Record excerpts →
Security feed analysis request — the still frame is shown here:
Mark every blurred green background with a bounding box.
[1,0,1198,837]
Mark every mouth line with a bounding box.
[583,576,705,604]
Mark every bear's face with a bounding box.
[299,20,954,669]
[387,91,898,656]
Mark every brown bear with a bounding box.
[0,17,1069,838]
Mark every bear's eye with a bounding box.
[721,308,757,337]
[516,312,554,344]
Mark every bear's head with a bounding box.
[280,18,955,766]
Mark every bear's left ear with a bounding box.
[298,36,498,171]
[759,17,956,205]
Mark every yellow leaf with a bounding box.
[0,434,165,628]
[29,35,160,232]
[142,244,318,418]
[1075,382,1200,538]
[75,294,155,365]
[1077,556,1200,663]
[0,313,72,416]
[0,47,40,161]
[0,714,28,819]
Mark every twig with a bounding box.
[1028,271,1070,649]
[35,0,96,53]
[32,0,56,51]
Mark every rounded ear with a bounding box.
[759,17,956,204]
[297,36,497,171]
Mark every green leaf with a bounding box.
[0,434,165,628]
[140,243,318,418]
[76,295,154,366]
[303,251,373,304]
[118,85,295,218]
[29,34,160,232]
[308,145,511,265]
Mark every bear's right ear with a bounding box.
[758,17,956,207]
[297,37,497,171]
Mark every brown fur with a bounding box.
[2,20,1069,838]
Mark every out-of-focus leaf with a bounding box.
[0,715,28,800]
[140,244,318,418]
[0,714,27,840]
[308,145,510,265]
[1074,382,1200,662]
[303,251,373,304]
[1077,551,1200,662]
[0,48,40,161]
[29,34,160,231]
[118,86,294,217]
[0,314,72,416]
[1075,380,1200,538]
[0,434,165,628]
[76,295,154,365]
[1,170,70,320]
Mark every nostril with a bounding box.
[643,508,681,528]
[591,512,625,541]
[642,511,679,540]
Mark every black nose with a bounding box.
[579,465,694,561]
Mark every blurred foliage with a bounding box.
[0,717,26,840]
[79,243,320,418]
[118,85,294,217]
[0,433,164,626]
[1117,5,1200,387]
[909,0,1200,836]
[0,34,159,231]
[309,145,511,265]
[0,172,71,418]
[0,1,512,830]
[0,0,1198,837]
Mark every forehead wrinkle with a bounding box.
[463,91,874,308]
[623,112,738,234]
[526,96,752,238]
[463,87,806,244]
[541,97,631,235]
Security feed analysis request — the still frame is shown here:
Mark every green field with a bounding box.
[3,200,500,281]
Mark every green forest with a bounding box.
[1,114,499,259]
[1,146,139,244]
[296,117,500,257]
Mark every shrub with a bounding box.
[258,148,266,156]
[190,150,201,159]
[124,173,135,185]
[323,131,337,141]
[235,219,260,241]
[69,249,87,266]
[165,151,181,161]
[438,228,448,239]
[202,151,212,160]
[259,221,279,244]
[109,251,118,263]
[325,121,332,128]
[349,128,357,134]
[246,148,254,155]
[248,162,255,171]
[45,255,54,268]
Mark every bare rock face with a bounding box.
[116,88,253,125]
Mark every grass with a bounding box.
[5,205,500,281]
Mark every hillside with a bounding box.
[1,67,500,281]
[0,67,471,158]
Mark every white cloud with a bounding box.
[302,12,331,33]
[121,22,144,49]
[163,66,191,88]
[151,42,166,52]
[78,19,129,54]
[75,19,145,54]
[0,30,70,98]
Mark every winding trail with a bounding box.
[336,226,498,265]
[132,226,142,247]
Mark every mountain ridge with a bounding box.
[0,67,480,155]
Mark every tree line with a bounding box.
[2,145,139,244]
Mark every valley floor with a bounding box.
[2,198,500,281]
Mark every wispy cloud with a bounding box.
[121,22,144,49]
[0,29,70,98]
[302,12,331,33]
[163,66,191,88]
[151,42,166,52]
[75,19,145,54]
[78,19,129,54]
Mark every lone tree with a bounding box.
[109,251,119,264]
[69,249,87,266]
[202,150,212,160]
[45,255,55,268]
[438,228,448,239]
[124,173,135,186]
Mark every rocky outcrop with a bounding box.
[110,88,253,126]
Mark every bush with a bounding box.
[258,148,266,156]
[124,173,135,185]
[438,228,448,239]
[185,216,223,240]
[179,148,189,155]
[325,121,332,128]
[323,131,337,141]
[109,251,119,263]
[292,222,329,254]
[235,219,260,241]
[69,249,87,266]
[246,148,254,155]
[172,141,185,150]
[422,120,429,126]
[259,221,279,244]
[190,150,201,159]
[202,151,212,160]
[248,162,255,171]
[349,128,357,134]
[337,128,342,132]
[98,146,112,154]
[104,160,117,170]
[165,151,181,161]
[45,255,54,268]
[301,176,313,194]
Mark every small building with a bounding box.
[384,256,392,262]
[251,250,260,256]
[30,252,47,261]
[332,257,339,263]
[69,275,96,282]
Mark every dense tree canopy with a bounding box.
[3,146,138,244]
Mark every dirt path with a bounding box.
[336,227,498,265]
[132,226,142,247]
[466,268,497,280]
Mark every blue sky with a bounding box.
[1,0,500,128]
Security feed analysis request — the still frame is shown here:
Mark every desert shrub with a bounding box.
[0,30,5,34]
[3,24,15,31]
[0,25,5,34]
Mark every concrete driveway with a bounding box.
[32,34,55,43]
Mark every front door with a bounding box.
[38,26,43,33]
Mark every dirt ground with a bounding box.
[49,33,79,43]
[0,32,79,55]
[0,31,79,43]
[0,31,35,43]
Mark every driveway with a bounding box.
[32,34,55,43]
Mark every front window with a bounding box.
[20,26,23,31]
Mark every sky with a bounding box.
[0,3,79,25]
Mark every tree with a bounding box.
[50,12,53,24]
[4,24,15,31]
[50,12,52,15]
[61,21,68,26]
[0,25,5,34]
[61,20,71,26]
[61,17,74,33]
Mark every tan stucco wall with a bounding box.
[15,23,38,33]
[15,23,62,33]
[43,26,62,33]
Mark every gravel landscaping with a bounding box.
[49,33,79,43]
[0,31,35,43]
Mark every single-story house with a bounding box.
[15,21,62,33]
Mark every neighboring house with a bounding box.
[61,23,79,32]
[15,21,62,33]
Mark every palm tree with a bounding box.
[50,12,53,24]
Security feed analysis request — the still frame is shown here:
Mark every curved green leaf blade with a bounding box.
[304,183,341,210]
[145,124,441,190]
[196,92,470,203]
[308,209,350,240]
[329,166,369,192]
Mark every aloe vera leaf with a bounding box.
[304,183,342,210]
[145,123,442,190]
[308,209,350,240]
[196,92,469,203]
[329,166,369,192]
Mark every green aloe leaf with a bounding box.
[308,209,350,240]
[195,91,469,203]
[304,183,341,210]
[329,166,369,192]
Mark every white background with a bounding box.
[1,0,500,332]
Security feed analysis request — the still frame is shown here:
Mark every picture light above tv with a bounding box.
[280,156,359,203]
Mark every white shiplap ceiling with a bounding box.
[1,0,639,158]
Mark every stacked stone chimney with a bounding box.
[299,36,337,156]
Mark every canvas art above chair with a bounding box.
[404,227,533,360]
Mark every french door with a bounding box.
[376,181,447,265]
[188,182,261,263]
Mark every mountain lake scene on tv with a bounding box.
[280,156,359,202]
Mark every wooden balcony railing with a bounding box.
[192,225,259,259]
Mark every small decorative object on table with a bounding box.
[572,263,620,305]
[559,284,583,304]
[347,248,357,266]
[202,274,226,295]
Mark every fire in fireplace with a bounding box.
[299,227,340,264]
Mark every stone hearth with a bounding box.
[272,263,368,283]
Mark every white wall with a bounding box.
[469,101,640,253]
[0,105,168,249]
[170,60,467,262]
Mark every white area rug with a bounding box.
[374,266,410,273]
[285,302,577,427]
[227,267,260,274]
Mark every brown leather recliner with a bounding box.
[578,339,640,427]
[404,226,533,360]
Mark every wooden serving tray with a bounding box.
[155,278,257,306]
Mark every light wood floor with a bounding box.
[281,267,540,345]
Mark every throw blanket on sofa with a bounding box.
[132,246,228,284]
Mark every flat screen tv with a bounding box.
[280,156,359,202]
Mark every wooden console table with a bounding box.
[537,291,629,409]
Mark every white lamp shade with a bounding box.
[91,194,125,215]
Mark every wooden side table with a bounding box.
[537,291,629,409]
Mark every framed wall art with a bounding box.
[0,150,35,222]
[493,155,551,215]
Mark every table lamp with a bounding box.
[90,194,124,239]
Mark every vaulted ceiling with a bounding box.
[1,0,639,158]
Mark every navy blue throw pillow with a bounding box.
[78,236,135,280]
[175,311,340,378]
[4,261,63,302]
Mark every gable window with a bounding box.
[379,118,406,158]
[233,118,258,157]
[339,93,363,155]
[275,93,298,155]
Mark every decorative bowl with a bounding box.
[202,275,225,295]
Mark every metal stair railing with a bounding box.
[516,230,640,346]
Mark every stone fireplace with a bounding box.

What this task involves →
The output should be exactly the lines from the one containing "Mark every decorative" to the final line of the listing above, inclusive.

Response to this task →
Mark every decorative bowl with a bounding box.
[202,275,225,295]
Mark every metal stair railing with a bounding box.
[516,230,640,346]
Mark every stone fireplace with a bounding box.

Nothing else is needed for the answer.